- JOB -
Could you copy each of the rows below word for word, with no changes?
*** DATASET EXCERPTS ***
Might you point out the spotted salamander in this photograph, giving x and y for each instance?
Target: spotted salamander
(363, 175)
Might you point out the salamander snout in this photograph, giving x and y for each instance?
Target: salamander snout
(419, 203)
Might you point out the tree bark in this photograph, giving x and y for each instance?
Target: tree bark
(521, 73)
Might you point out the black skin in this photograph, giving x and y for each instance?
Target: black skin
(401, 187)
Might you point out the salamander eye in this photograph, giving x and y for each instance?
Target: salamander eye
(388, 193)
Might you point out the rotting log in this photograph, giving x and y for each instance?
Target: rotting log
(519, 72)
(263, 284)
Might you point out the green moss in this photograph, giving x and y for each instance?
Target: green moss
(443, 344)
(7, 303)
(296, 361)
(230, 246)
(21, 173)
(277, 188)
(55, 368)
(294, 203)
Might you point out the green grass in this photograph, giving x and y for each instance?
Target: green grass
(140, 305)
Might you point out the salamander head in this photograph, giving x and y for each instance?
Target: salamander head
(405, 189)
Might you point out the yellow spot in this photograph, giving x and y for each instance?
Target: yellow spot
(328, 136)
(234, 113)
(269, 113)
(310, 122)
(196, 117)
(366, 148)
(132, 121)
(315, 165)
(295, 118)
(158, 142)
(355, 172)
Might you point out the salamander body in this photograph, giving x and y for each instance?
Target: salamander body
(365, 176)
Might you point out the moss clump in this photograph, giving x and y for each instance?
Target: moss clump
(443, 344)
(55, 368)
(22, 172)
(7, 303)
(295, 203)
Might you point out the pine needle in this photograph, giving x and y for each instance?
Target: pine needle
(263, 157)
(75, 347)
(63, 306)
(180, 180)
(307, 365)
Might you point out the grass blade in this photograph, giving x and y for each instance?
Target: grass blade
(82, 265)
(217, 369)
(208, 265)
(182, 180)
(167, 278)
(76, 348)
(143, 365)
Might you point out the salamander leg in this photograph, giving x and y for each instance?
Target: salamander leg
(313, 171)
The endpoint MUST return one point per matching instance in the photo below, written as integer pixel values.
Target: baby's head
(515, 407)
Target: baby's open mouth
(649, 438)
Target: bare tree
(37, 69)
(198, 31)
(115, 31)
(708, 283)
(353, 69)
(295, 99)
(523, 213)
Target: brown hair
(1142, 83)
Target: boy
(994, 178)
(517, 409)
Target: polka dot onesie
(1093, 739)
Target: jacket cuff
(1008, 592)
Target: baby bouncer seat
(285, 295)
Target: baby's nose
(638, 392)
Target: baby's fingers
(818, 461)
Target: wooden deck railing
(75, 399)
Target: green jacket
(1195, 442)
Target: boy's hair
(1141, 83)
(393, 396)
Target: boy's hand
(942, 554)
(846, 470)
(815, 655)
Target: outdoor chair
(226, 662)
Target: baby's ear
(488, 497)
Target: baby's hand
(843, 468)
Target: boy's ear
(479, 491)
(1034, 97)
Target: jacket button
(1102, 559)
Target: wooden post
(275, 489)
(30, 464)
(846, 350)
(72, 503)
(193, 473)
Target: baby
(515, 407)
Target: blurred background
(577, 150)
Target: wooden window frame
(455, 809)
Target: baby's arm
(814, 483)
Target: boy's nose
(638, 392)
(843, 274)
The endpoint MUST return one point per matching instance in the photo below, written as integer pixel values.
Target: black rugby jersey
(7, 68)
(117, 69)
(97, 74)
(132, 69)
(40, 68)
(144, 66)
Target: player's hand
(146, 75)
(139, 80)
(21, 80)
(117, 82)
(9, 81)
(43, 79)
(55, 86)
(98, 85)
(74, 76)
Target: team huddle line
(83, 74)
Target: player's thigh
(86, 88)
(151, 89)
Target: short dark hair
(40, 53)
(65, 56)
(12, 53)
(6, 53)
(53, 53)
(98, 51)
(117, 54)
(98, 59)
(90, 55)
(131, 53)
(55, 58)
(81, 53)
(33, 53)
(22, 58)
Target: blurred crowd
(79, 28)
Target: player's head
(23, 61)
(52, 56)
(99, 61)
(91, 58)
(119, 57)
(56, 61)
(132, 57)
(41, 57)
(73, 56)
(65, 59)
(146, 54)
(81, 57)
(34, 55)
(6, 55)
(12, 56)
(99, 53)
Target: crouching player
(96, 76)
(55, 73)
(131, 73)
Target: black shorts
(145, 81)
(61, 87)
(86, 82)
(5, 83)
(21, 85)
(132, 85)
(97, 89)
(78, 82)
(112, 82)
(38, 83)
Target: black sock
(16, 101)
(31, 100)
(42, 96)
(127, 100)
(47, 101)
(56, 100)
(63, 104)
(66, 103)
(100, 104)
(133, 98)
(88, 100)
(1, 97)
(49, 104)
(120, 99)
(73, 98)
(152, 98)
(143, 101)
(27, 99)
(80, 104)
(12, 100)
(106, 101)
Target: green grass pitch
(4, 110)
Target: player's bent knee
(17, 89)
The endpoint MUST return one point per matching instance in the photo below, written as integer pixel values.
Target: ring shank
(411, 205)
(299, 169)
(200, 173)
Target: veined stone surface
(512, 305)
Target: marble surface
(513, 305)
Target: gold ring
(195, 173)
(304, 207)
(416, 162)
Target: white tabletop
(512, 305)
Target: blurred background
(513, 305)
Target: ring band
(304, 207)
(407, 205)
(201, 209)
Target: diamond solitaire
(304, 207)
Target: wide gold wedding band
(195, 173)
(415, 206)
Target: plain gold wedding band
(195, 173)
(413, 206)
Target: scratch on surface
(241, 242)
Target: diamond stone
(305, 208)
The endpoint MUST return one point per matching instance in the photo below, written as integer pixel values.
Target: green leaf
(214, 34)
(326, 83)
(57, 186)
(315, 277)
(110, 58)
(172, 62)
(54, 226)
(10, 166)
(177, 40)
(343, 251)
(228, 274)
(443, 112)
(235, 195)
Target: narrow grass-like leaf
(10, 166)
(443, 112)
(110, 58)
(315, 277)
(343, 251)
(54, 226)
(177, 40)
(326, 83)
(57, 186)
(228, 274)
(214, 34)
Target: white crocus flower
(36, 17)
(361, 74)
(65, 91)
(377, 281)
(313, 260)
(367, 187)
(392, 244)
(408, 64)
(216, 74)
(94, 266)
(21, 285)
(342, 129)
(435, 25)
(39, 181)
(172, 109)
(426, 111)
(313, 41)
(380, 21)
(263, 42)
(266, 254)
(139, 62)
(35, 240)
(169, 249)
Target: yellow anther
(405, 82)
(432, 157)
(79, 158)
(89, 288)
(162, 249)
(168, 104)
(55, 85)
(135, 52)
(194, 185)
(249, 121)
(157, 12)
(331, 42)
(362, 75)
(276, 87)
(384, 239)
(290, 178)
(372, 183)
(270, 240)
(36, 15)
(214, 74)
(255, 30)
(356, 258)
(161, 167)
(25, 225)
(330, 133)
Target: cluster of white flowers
***
- EXERCISE OUTPUT -
Might you point out the spotted salamander in this photograph, giving x and y for each instance?
Target: spotted salamander
(363, 175)
Might you point out the salamander snout in this photograph, giving x and y for each instance?
Target: salamander snout
(419, 203)
Might you point out the tree bark in this photograph, giving x and y for each instance?
Target: tree bark
(521, 73)
Might you point out the black skin in this photograph, giving x and y for each instance?
Target: black skin
(401, 187)
Might you point out the salamander eye in this photograph, giving x and y for each instance?
Target: salamander eye
(388, 193)
Might you point out the rotting log in this photograph, giving x and y for each instance?
Target: rotting log
(519, 72)
(263, 284)
Might you point out the green moss in this photograph, giving x and y for each instance?
Target: green moss
(443, 344)
(7, 303)
(296, 361)
(230, 246)
(21, 173)
(277, 188)
(55, 368)
(294, 203)
Might you point out the green grass in this photograph, giving x and y for each instance?
Target: green grass
(140, 305)
Might you point out the salamander head in this photograph, giving x and y for each instance?
Target: salamander head
(405, 189)
Might you point out the yellow spot in this photograph, giving x and y for each instance?
Target: yellow spot
(328, 136)
(234, 113)
(269, 113)
(310, 122)
(196, 117)
(366, 148)
(132, 121)
(315, 165)
(295, 118)
(158, 142)
(355, 172)
Might you point out the salamander body in this photograph, giving x and y for each instance?
Target: salamander body
(365, 176)
Might you point out the moss clump in this photograph, giving x and y for each instance?
Target: moss clump
(443, 344)
(55, 368)
(22, 172)
(7, 303)
(295, 203)
Might you point out the pine needle in this photograph, giving x and y for each instance?
Target: pine needle
(263, 157)
(75, 347)
(63, 306)
(180, 180)
(307, 365)
Might you point out the grass blade in this photograph, giving x and y for each instance?
Target: grass blade
(82, 265)
(217, 369)
(208, 265)
(182, 180)
(167, 278)
(76, 348)
(143, 365)
Might you point out the salamander leg in this photograph, giving x and y for each instance?
Target: salamander leg
(313, 171)
The endpoint MUST return one point per matching instance in the photo below, written as integer pixel values.
Target: baby's head
(515, 407)
Target: baby's open mouth
(649, 438)
Target: bare tree
(37, 69)
(198, 31)
(115, 31)
(708, 283)
(353, 69)
(295, 99)
(523, 213)
Target: brown hair
(1142, 83)
Target: boy
(994, 178)
(517, 409)
Target: polka dot onesie
(1093, 739)
Target: jacket cuff
(1008, 592)
Target: baby bouncer seat
(285, 295)
Target: baby's nose
(638, 392)
Target: baby's fingers
(818, 461)
Target: wooden deck railing
(75, 399)
Target: green jacket
(1195, 442)
Target: boy's hair
(1141, 83)
(393, 396)
Target: boy's hand
(942, 554)
(846, 470)
(815, 655)
Target: outdoor chair
(226, 662)
Target: baby's ear
(488, 497)
Target: baby's hand
(843, 468)
Target: boy's ear
(479, 491)
(1034, 97)
Target: jacket button
(1102, 559)
Target: wooden post
(275, 489)
(30, 464)
(846, 350)
(72, 503)
(193, 473)
Target: baby
(515, 407)
Target: blurred background
(577, 150)
Target: wooden window frame
(455, 809)
Target: baby's arm
(814, 483)
Target: boy's nose
(638, 392)
(843, 274)
The endpoint MUST return one point per matching instance in the photo below, written as integer pixel values.
Target: black rugby jersey
(7, 68)
(117, 69)
(97, 74)
(132, 69)
(40, 68)
(144, 66)
Target: player's hand
(146, 75)
(139, 80)
(21, 80)
(117, 82)
(9, 81)
(43, 79)
(55, 86)
(98, 85)
(74, 76)
Target: team huddle line
(83, 74)
Target: player's thigh
(86, 88)
(151, 89)
Target: short dark hair
(40, 53)
(65, 56)
(12, 53)
(6, 53)
(53, 53)
(98, 51)
(117, 54)
(98, 59)
(90, 55)
(131, 53)
(55, 58)
(81, 53)
(33, 53)
(22, 58)
Target: blurred crowd
(79, 28)
Target: player's head
(23, 61)
(52, 56)
(99, 61)
(91, 58)
(119, 57)
(56, 61)
(132, 57)
(41, 57)
(73, 56)
(65, 59)
(146, 54)
(81, 57)
(34, 55)
(6, 55)
(12, 56)
(99, 53)
Target: crouching player
(96, 76)
(55, 73)
(131, 73)
Target: black shorts
(145, 81)
(61, 87)
(86, 82)
(5, 83)
(21, 85)
(132, 85)
(97, 89)
(78, 82)
(112, 82)
(38, 83)
Target: black sock
(16, 101)
(31, 100)
(42, 96)
(127, 100)
(47, 101)
(56, 100)
(63, 104)
(66, 103)
(100, 104)
(133, 98)
(88, 100)
(1, 97)
(49, 104)
(120, 99)
(73, 98)
(152, 98)
(143, 101)
(27, 99)
(80, 104)
(12, 100)
(106, 101)
Target: green grass pitch
(4, 110)
Target: player's bent knee
(17, 89)
The endpoint MUST return one point per matching instance in the photo below, written as integer pixel values.
Target: ring shank
(411, 205)
(299, 169)
(200, 173)
Target: veined stone surface
(512, 305)
Target: marble surface
(513, 305)
Target: gold ring
(195, 173)
(304, 207)
(416, 162)
Target: white tabletop
(512, 305)
Target: blurred background
(513, 305)
Target: ring band
(304, 207)
(407, 205)
(201, 209)
Target: diamond solitaire
(304, 207)
Target: wide gold wedding band
(195, 173)
(415, 206)
Target: plain gold wedding band
(195, 173)
(413, 206)
Target: scratch on surface
(241, 242)
Target: diamond stone
(305, 208)
The endpoint MUST return one point per matching instance in the photo below, written as integer pixel values.
Target: green leaf
(214, 34)
(326, 83)
(57, 186)
(315, 277)
(110, 58)
(172, 62)
(54, 226)
(10, 166)
(177, 40)
(343, 251)
(228, 274)
(443, 112)
(235, 195)
Target: narrow grass-like leaf
(10, 166)
(443, 112)
(110, 58)
(315, 277)
(343, 251)
(54, 226)
(177, 40)
(326, 83)
(57, 186)
(228, 274)
(214, 34)
Target: white crocus flower
(36, 17)
(361, 74)
(65, 91)
(377, 281)
(313, 260)
(367, 187)
(392, 244)
(408, 64)
(216, 74)
(94, 266)
(21, 285)
(342, 129)
(435, 25)
(39, 181)
(172, 109)
(426, 111)
(313, 41)
(380, 21)
(263, 42)
(266, 254)
(139, 62)
(35, 240)
(169, 249)
Target: yellow anther
(405, 82)
(432, 157)
(79, 158)
(89, 288)
(162, 249)
(168, 104)
(55, 85)
(135, 52)
(194, 185)
(249, 121)
(157, 12)
(331, 42)
(362, 75)
(276, 87)
(384, 239)
(290, 178)
(372, 183)
(270, 240)
(36, 15)
(214, 74)
(255, 30)
(356, 258)
(161, 167)
(25, 225)
(330, 133)
Target: cluster of white flowers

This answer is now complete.